# [To be done]
Reproduce word for word the part of the data starting at the line that contains "moss, then give the position of each instance." and ending at the last line of the data.

────────────────

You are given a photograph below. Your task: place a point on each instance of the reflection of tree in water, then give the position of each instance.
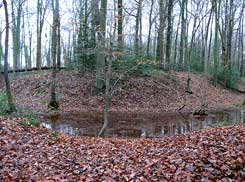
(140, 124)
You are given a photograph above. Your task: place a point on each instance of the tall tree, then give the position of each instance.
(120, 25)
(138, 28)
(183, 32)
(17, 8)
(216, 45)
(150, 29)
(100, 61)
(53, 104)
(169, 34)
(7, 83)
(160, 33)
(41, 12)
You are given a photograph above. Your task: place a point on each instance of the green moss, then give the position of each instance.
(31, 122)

────────────────

# [Answer for the task]
You are given a photograph above. Your task: place a point on each instance of the green moss, then give the position of each instance.
(31, 122)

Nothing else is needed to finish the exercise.